O biógrafo destaca ainda que Doyle sofreu muito durante a Primeira Guerra Mundial, que vitimou o seu cunhado Malcolm Leckie e que o fez refletir sobre o sofrimento das mulheres que perdiam seus filhos e maridos. Esse fato fez com que ele estudasse a guerra pelo lado de dentro, isto é, “procurou penetrar o mundo íntimo das criaturas que, de um momento para outro, se viam despojadas da felicidade. E percebeu que aquelas que se punham em contato com o espiritismo pareciam mais resignadas, porque compreendiam melhor as coisas”. Ele também ficou impressionado com as comunicações que os espíritos de soldados mortos enviavam através de uma médium. E, finalmente, teve a comprovação que procurava sobre a continuidade da vida com a mensagem do seu cunhado Malcolm que mencionava fatos de caráter muito pessoal, só por ele conhecidos.

Registros de um conjunto de dados
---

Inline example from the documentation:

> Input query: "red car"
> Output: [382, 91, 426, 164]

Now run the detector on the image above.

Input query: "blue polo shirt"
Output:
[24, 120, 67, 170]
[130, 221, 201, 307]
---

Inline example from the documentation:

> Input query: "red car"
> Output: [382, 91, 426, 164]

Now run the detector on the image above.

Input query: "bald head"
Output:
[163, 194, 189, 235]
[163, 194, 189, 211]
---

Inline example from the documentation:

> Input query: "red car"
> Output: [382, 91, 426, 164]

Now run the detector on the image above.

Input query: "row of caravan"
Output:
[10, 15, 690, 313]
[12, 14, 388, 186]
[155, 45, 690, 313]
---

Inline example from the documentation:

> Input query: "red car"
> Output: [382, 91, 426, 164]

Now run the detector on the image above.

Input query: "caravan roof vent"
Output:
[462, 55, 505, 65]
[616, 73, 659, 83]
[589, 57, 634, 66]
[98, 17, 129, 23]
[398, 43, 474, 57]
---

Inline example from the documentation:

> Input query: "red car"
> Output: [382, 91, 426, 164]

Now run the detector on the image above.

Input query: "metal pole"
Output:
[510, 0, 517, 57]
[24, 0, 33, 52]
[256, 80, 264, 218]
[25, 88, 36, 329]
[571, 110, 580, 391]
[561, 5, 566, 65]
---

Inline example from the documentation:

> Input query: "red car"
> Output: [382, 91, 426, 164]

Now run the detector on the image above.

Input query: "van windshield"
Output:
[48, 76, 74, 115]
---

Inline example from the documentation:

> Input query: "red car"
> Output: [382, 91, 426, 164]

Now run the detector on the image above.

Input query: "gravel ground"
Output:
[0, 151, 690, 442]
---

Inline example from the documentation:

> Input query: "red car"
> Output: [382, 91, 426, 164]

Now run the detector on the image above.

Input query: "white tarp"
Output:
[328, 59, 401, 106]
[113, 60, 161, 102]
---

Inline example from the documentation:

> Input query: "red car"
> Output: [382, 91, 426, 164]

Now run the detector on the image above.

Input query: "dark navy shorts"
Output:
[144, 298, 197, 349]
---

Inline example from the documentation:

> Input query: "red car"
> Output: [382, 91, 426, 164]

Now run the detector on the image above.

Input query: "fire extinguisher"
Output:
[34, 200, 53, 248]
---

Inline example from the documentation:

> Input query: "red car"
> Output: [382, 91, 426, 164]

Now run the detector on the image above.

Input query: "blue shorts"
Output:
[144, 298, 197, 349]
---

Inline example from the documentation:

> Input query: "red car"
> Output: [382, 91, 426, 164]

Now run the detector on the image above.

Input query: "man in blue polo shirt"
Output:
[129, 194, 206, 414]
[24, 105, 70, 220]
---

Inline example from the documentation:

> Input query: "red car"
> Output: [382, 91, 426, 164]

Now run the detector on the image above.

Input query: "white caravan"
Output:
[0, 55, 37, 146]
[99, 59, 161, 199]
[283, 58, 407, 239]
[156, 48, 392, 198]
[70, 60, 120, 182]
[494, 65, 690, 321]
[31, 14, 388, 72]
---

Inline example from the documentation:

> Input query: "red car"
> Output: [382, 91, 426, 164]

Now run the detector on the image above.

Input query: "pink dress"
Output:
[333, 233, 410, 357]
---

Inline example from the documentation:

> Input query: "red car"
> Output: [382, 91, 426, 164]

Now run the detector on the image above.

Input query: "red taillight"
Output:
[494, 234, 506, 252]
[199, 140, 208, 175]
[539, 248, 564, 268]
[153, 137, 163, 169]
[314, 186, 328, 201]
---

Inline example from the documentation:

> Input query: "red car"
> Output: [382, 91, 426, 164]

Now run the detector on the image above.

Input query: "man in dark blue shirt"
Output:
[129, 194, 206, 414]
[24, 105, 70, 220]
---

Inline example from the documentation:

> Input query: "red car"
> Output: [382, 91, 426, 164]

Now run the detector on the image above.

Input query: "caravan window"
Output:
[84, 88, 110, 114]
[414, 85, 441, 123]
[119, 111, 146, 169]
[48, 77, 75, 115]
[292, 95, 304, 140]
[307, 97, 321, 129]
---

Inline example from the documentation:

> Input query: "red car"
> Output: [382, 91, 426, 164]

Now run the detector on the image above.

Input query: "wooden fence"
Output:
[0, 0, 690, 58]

■ Tarefas do exercício ■
1. Segundo o texto sobre Doyle, qual parente dele foi vitimado pela Primeira Guerra Mundial?
2. Dê continuidade ao texto sobre Doyle, começando logo após a última frase.
O material provém de uma fonte diferente da do texto.

■ Respostas às tarefas ■
1. Seu cunhado Malcolm Leckie.

2.
Em 1917, começou a fazer conferências espíritas, expondo e analisando os fenômenos psíquicos e nunca mais parou, mesmo sofrendo críticas dos inimigos da doutrina. Fez inúmeras palestras divulgando o espiritismo pelos países nórdicos até pouco tempo antes de desencarnar, no dia 7 de julho de 1930, em Sussex, na Inglaterra, após sofrer um ataque cardíaco.

Doyle aos olhos de Herculano Pires

No prefácio do livro A história do espiritismo (FEB) o jornalista e filósofo Herculano Pires afirma ter sido Conan Doyle  “um dos maiores e mais lúcidos escritores espíritas dos últimos tempos, em todo o mundo, que revelou admirável compreensão do problema espírita em seu aspecto global, como ciência, filosofia e religião”. Diz ainda que ao escrever A história do espiritismo, Doyle não tinha o intuito de fazer propaganda de suas convicções, mas o de historiar o movimento espírita, colocando-se numa posição serena e imparcial, como observador dos fatos que se desenrolam aos seus olhos, através do tempo e do espaço.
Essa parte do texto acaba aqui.